**Written task**:
Copy out all of the data below verbatim, with every line kept unchanged and in its original order.

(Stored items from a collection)

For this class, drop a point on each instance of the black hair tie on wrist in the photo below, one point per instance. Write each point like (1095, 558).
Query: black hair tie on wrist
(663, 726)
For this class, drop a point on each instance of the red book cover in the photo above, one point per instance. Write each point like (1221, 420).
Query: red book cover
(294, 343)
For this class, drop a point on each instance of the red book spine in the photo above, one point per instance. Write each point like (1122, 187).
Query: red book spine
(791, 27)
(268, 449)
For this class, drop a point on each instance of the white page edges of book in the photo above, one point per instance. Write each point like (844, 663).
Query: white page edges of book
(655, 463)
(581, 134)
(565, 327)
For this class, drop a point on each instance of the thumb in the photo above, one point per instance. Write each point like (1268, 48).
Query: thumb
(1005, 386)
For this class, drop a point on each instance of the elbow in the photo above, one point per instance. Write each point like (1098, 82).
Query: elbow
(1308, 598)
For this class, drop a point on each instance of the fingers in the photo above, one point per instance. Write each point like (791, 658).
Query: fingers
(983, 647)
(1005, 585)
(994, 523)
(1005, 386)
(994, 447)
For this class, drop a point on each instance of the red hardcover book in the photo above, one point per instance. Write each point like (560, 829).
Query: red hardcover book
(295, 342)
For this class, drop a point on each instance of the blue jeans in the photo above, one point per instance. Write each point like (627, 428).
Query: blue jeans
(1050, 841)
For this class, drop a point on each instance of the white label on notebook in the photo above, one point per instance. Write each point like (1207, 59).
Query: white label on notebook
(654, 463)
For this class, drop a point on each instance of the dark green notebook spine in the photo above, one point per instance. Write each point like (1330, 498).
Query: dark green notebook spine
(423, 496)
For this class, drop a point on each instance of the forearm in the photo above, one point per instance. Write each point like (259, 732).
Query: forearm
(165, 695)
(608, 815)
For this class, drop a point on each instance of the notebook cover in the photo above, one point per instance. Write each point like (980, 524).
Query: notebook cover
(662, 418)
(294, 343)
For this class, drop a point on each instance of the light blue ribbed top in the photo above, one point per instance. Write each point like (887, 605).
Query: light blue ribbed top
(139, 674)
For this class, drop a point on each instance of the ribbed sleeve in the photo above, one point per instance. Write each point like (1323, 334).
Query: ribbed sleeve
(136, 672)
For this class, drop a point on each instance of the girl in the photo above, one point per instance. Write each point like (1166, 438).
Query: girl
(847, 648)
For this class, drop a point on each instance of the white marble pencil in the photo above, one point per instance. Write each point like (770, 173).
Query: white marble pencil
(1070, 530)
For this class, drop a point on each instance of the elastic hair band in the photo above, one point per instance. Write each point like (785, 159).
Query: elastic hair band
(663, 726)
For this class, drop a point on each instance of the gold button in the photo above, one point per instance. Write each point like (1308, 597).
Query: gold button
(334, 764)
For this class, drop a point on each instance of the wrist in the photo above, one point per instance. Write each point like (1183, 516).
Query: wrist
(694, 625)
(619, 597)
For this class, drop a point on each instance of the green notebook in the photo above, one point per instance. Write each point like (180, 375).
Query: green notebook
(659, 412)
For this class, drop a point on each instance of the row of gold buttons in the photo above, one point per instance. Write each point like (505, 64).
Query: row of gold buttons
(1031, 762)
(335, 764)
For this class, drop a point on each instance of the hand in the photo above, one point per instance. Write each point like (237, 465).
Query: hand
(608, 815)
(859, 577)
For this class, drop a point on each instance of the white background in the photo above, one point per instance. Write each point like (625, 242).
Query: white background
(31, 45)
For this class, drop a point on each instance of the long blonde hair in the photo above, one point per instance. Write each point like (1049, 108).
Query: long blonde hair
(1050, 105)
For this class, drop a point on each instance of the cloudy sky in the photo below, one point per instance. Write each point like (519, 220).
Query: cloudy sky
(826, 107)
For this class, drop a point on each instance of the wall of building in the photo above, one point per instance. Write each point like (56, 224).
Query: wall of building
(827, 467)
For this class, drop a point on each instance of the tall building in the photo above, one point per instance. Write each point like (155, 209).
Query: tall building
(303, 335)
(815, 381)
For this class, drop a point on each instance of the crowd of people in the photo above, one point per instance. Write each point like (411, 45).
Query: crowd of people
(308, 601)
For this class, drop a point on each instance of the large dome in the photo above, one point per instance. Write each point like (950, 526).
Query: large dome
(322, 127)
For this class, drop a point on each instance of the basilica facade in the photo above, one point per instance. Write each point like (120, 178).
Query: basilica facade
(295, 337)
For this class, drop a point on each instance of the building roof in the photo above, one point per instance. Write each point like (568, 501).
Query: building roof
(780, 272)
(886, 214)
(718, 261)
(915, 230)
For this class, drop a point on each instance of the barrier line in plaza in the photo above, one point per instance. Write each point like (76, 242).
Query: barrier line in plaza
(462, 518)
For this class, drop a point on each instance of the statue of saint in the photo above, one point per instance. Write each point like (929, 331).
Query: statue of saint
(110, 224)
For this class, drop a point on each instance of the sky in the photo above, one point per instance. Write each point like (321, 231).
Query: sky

**Solution to this task**:
For this class, drop a point on each instance of the black hair tie on wrist in the photo below, one point per instance. Write each point like (1095, 558).
Query: black hair tie on wrist
(663, 726)
For this class, drop a point on each instance of the red book cover in the photo above, one point per instance. Write each point like (1221, 420).
Query: red book cover
(294, 343)
For this class, drop a point on each instance of the red book spine in the photo above, one point per instance. Write each point like (1122, 187).
Query: red book spine
(791, 27)
(268, 449)
For this class, drop a point on each instance of the white page edges of book in the photo above, one point per instance. Write each point like (844, 663).
Query: white page edges of book
(655, 463)
(581, 134)
(565, 327)
For this class, drop a point on each instance of the thumb in the photo above, one point per instance. Write each point like (1268, 48).
Query: thumb
(1005, 386)
For this class, drop a point on each instance of the elbow in the photo above, one point per instance. Write each point like (1098, 82).
Query: elbow
(1308, 598)
For this class, drop a point on each instance of the fingers in the photo above, one point per instance. Write each point like (791, 658).
Query: fingers
(983, 647)
(1005, 585)
(994, 523)
(1005, 386)
(994, 447)
For this class, drop a point on each instance of the red hardcover book in the photo above, one point per instance. Write each point like (560, 829).
Query: red hardcover book
(295, 342)
For this class, drop a point on each instance of the blue jeans in the photo above, one point per instance. Write each point like (627, 428).
Query: blue jeans
(1050, 841)
For this class, drop a point on each instance of the white label on notebook in the photo above, one point per instance. Write each point like (1207, 59).
Query: white label on notebook
(654, 463)
For this class, drop a point on each instance of the dark green notebook spine in the photo above, one point per instance. Write each point like (1330, 498).
Query: dark green notebook spine
(423, 496)
For this class, drop a point on each instance of the forearm in the photo above, one point per instance. Write each point like (259, 732).
Query: forearm
(165, 695)
(608, 815)
For this class, drop a point on each instance of the notebook cover in the photo above, one point per instance. Write each point like (980, 524).
Query: notebook cover
(662, 418)
(294, 343)
For this class, drop a point on each instance of the light blue ribbed top in the photo above, one point per instance. Write each point like (887, 605).
Query: light blue ribbed top
(139, 674)
For this class, drop a point on each instance of the ribbed sleeve in the photo above, one point per instance. Write each point like (1323, 334).
Query: ribbed sleeve
(136, 672)
For this class, drop a point on each instance of the girl in the photo above, one point per instance. Write each point like (1166, 438).
Query: girl
(847, 648)
For this class, drop a point on each instance of the white marble pencil in the photo above, one point per instance. Write each point like (770, 173).
Query: white marble pencil
(1070, 530)
For this class, drop a point on each instance of the elastic hair band in the photo above, one point per instance. Write each point like (785, 159).
Query: elastic hair band
(663, 726)
For this class, drop a point on each instance of the gold button in the photo above, one point per instance. Write each point like (1308, 597).
Query: gold button
(334, 764)
For this class, drop a point on each instance of the wrist in the photo above, one point per instance. Write each point like (1183, 516).
Query: wrist
(694, 625)
(619, 597)
For this class, drop a point on each instance of the green notebook in the photo above, one point per instance. Write each point like (180, 375).
Query: green notebook
(659, 412)
For this class, drop a point on each instance of the row of gold buttons in the photo above, one point per instance. Write each point like (505, 64).
Query: row of gold buttons
(1031, 762)
(335, 764)
For this class, drop a point on each instance of the hand in the photo above, one point per instance. Write each point like (237, 465).
Query: hand
(608, 815)
(859, 577)
For this class, drop a point on each instance of the white background in the photo above, one point per instance. Write each point like (625, 242).
Query: white background
(31, 45)
For this class, drop a point on each instance of the long blonde hair in the photo above, one point per instance. Write each point like (1049, 108).
Query: long blonde hair
(1050, 105)
For this class, drop a point on each instance of the cloudy sky in the photo below, one point per instance. Write each point like (519, 220).
Query: cloudy sky
(826, 107)
For this class, drop a point on each instance of the wall of building in the photo above, one point per instance. Write each point like (56, 224).
Query: wall of building
(827, 467)
For this class, drop a point on each instance of the tall building in the photo above, one point per instance. Write each point like (155, 209).
Query: tall building
(303, 335)
(815, 381)
For this class, drop a point on each instance of the crowd of people in the photo above, one point per instance. Write each point like (411, 45).
Query: crowd of people
(308, 601)
For this class, drop a point on each instance of the large dome in the photo above, one point per instance. Write each point like (950, 526).
Query: large dome
(322, 127)
For this class, drop a point on each instance of the basilica facade in the photo above, one point per instance. Write each point like (120, 178).
Query: basilica facade
(295, 337)
For this class, drop a point on each instance of the building roof in the photo above, one point per instance. Write each point like (568, 501).
Query: building roof
(780, 272)
(886, 214)
(718, 261)
(915, 230)
For this class, drop a point on each instance of the barrier line in plaza in the photo above, one point per instance. Write each point like (76, 242).
Query: barrier line in plaza
(462, 518)
For this class, drop a point on each instance of the statue of saint in the photo above, one point per instance. Write each point like (929, 331).
Query: statue of saint
(110, 224)
For this class, drop a point on each instance of the sky in the photo above, one point per instance. Write each point like (321, 231).
Query: sky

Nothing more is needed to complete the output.